■ **Voci per etichettare la posizione degli oggetti**
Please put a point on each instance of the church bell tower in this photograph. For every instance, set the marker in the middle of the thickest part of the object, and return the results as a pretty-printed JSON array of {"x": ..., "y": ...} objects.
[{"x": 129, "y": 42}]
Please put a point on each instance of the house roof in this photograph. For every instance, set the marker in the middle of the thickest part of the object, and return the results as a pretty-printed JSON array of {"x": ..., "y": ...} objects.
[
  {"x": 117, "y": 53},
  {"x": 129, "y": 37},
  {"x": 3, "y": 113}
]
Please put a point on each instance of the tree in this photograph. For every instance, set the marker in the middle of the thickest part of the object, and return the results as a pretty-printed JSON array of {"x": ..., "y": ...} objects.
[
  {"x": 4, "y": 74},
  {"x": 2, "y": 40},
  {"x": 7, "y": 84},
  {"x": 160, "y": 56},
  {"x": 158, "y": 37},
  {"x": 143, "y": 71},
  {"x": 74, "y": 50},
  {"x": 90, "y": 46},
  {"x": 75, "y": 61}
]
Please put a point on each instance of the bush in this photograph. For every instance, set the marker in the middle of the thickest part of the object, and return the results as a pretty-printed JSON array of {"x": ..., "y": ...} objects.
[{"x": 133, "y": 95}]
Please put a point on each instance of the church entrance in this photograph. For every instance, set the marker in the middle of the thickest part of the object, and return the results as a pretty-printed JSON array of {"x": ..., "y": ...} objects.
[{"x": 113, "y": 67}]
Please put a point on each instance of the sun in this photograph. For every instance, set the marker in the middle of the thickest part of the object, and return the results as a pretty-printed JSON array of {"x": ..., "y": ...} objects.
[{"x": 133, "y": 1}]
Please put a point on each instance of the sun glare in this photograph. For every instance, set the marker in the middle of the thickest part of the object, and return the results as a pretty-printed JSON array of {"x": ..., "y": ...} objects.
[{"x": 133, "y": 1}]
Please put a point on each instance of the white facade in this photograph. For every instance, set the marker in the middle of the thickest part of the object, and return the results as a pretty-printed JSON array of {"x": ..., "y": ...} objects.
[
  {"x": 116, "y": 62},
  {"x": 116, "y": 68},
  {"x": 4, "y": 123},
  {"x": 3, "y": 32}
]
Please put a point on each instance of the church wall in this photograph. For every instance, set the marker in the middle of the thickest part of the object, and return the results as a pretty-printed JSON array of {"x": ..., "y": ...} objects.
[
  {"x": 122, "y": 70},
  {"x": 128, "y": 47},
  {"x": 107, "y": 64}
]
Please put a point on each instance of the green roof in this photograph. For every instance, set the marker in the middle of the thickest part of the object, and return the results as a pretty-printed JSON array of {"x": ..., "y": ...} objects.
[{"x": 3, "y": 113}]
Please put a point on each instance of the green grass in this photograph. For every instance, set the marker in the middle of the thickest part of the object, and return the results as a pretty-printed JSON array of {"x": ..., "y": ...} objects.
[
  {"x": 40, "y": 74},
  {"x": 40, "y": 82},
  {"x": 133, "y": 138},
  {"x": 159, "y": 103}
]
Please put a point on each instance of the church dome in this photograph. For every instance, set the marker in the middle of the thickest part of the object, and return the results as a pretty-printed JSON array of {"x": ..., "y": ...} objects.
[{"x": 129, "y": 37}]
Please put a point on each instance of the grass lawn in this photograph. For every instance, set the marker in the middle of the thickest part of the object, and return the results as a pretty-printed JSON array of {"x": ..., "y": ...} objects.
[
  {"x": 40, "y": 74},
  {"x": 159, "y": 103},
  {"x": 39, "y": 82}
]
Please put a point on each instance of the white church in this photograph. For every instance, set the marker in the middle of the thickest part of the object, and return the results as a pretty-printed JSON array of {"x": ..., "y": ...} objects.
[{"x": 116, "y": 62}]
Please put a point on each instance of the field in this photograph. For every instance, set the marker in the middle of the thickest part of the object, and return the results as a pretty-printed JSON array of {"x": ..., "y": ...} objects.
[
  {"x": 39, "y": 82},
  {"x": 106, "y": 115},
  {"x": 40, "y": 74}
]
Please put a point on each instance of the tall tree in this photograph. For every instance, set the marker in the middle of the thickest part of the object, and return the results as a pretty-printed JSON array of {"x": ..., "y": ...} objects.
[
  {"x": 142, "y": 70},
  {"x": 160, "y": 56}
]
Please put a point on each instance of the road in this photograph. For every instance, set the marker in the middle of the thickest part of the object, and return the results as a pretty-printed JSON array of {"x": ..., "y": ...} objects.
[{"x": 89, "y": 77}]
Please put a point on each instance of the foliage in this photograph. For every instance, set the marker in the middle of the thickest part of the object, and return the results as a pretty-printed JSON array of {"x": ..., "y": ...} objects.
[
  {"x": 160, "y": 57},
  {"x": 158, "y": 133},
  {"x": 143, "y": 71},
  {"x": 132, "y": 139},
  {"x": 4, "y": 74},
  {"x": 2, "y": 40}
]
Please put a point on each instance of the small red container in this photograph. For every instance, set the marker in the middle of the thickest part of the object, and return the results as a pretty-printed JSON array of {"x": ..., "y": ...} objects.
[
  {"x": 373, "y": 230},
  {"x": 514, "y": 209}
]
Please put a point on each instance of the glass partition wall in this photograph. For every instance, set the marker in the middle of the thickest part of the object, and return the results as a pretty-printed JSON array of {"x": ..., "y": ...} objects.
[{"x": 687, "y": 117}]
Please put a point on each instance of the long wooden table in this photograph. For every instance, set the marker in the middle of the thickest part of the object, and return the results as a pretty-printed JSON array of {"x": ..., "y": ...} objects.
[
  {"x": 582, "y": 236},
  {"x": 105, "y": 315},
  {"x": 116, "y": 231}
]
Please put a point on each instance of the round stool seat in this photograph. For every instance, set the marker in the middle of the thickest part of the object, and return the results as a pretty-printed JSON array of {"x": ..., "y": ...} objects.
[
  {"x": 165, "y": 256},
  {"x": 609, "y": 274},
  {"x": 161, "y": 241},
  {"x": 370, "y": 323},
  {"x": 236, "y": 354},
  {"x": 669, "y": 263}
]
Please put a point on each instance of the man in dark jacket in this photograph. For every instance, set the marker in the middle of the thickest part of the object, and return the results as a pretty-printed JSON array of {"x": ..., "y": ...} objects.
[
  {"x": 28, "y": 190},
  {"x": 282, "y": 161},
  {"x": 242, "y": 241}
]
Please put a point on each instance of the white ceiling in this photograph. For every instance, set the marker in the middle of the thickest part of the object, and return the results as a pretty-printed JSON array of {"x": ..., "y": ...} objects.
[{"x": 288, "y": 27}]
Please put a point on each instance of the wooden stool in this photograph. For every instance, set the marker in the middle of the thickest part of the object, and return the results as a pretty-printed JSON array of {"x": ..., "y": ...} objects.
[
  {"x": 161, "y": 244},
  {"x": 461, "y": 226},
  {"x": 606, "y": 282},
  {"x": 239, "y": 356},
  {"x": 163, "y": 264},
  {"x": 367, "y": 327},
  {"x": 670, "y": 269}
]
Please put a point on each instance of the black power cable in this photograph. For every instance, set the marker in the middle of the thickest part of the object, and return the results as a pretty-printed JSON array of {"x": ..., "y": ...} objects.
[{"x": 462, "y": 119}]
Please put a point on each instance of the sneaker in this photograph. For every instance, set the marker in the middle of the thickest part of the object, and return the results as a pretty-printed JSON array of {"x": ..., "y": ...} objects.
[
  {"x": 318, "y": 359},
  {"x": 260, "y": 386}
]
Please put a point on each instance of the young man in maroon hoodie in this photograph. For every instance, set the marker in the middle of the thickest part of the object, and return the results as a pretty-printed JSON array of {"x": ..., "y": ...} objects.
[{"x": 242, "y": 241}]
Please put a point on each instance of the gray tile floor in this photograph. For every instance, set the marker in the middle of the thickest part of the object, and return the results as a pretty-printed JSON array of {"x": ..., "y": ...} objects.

■ **Istruzioni del compito**
Duplica tutte le righe qui sopra senza alcuna modifica.

■ **Compito svolto**
Please put a point on each instance of the church bell tower in this photograph. For every instance, set the marker in the middle of the thickest part of the object, and return the results as a pretty-printed JSON array of {"x": ..., "y": ...} objects.
[{"x": 129, "y": 42}]
Please put a point on each instance of the house roof in this photograph. For every instance, set the marker in the middle of the thickest part of the object, and return the results as a pretty-printed JSON array of {"x": ..., "y": ...} objects.
[
  {"x": 117, "y": 53},
  {"x": 129, "y": 37},
  {"x": 3, "y": 113}
]
Please put a point on each instance of the tree in this photograph. For every instance, set the marker in the middle of the thickest part of the object, and return the results as a pretty-printed JSON array of {"x": ..., "y": ...} objects.
[
  {"x": 4, "y": 74},
  {"x": 2, "y": 40},
  {"x": 7, "y": 84},
  {"x": 160, "y": 56},
  {"x": 158, "y": 37},
  {"x": 143, "y": 71},
  {"x": 74, "y": 50},
  {"x": 90, "y": 46},
  {"x": 75, "y": 61}
]
Please put a point on each instance of the bush in this photograph. For every instance, set the marker in the middle of the thickest part of the object, and return the results as a pretty-printed JSON array of {"x": ..., "y": ...} objects.
[{"x": 133, "y": 95}]
Please put a point on each instance of the church entrance in this photograph. For every instance, set the marker in the middle of the thickest part of the object, and return the results as a pretty-printed JSON array of {"x": ..., "y": ...} objects.
[{"x": 113, "y": 67}]
Please put a point on each instance of the sun in this photograph. For every instance, set the marker in the middle of the thickest part of the object, and return the results as a pretty-printed JSON array of {"x": ..., "y": ...} objects.
[{"x": 133, "y": 1}]
Please put a point on each instance of the sun glare in this photograph. For every instance, set the marker in the middle of the thickest part of the object, and return the results as a pretty-printed JSON array of {"x": ..., "y": ...} objects.
[{"x": 133, "y": 1}]
Please put a point on each instance of the white facade in this photograph. For every instance, set the marker in the middle of the thickest part of the object, and return the results as a pretty-printed JSON array of {"x": ..., "y": ...} objects.
[
  {"x": 116, "y": 62},
  {"x": 116, "y": 68},
  {"x": 4, "y": 123},
  {"x": 3, "y": 32}
]
Please put a point on each instance of the church wall in this photograph. For every instance, set the marker in the middle of the thickest part of the object, and return the results as a pretty-printed JSON array of {"x": ..., "y": ...} objects.
[
  {"x": 122, "y": 70},
  {"x": 128, "y": 47},
  {"x": 107, "y": 64}
]
Please put a point on each instance of the green roof in this photograph. For every instance, set the marker in the middle of the thickest part of the object, and return the results as a pretty-printed JSON array of {"x": ..., "y": ...} objects.
[{"x": 3, "y": 113}]
Please put a point on each instance of the green grass in this photograph. For every instance, set the marker in the middle of the thickest part of the object, and return the results as a pretty-printed JSON array of {"x": ..., "y": ...} objects.
[
  {"x": 40, "y": 74},
  {"x": 40, "y": 82},
  {"x": 133, "y": 138},
  {"x": 159, "y": 103}
]
Please put a point on each instance of the church dome in this photograph. For every instance, set the marker in the middle of the thickest part of the object, and return the results as a pretty-printed JSON array of {"x": ..., "y": ...} objects.
[{"x": 129, "y": 37}]
Please put a point on each instance of the grass lawn in this photograph. For every instance, set the marker in the middle of the thickest part of the object, and return the results as a pretty-printed JSON array of {"x": ..., "y": ...} objects.
[
  {"x": 40, "y": 74},
  {"x": 159, "y": 103},
  {"x": 39, "y": 82}
]
Please put a point on each instance of the white church in this photograph. For every instance, set the marker in the middle of the thickest part of the object, and return the results as a pretty-printed JSON array of {"x": ..., "y": ...} objects.
[{"x": 116, "y": 62}]
Please put a point on each instance of the field in this photograph. For every instance, set the marker in the middle of the thickest part of the object, and return the results as a pretty-printed JSON array of {"x": ..., "y": ...} objects.
[
  {"x": 39, "y": 82},
  {"x": 106, "y": 115},
  {"x": 40, "y": 74}
]
Please put a point on each instance of the tall tree in this photograph. For every instance, set the marker in the middle of the thickest part of the object, and return the results as a pretty-printed JSON array of {"x": ..., "y": ...} objects.
[
  {"x": 142, "y": 70},
  {"x": 160, "y": 56}
]
Please put a point on each instance of the road in this photograph. For every instance, set the marker in the middle of the thickest part of the object, and return the results as a pretty-printed JSON array of {"x": ..., "y": ...} objects.
[{"x": 89, "y": 77}]
Please put a point on each instance of the foliage in this photograph. For every instance, set the marker in the middle of the thickest part of the object, and return the results as a pretty-printed JSON array of {"x": ..., "y": ...} objects.
[
  {"x": 160, "y": 57},
  {"x": 158, "y": 133},
  {"x": 143, "y": 71},
  {"x": 132, "y": 139},
  {"x": 4, "y": 74},
  {"x": 2, "y": 40}
]
Please put a point on each instance of the small red container in this photograph. For every instance, set the marker in the middle of the thickest part of the object, and return the results as a pretty-printed JSON array of {"x": ..., "y": ...} objects.
[
  {"x": 373, "y": 230},
  {"x": 514, "y": 209}
]
Please put a point on each instance of the glass partition wall in this photograph. For every instance, set the marker in the middle of the thickest part of the object, and return the results as a pretty-printed JSON array of {"x": ..., "y": ...} objects.
[{"x": 687, "y": 117}]
Please put a point on each instance of the long wooden table in this photograph. For every instance, set the marker in the middle of the thickest part of the object, and return the results as a pretty-printed JSON array of {"x": ..., "y": ...} objects.
[
  {"x": 582, "y": 236},
  {"x": 105, "y": 315},
  {"x": 116, "y": 231}
]
Please put a point on each instance of the round stool seat in this photograph. For every instance, set the marker in the middle of the thickest part of the object, and return the results as a pretty-printed JSON array of {"x": ..., "y": ...} objects.
[
  {"x": 165, "y": 256},
  {"x": 609, "y": 274},
  {"x": 161, "y": 241},
  {"x": 370, "y": 323},
  {"x": 236, "y": 354},
  {"x": 669, "y": 263}
]
Please put a point on each instance of the man in dark jacket in this photograph. For every instance, set the marker in the middle of the thickest part of the object, and return the results as a pretty-printed JSON array of {"x": ..., "y": ...} objects.
[
  {"x": 28, "y": 190},
  {"x": 282, "y": 161},
  {"x": 242, "y": 241}
]
Please put a point on each instance of the white ceiling in this photograph. For every instance, set the marker in the middle of the thickest part of the object, and return the results as a pretty-printed JSON array of {"x": ..., "y": ...} objects.
[{"x": 288, "y": 27}]
Please put a point on each instance of the wooden stool in this photograph. For every instance, set the marker in the middle of the thickest part of the object, and return the results as a pretty-printed JSON array of {"x": ..., "y": ...} objects.
[
  {"x": 161, "y": 244},
  {"x": 461, "y": 226},
  {"x": 606, "y": 282},
  {"x": 239, "y": 356},
  {"x": 163, "y": 264},
  {"x": 367, "y": 327},
  {"x": 670, "y": 269}
]
Please put a point on each instance of the black power cable in this photograph. For every instance, set the marker in the middle of the thickest part of the object, and return the results as a pretty-printed JSON array of {"x": ..., "y": ...} objects.
[{"x": 462, "y": 119}]
Please put a point on each instance of the sneaker in this photograph. For every instance, set the marker in the middle of the thickest part of the object, and return the results as a pretty-printed JSON array of {"x": ..., "y": ...} objects.
[
  {"x": 318, "y": 359},
  {"x": 260, "y": 386}
]
Please put a point on each instance of the young man in maroon hoodie in this photograph. For every instance, set the marker in the middle of the thickest part of the object, and return the results as a pretty-printed JSON array of {"x": ..., "y": ...} objects.
[{"x": 242, "y": 241}]
Please put a point on each instance of the gray tile floor in this photograph. For every instance, set the marker in the middle of the thickest part of the object, and return the results as a pretty-printed JSON array of {"x": ..., "y": ...} objects.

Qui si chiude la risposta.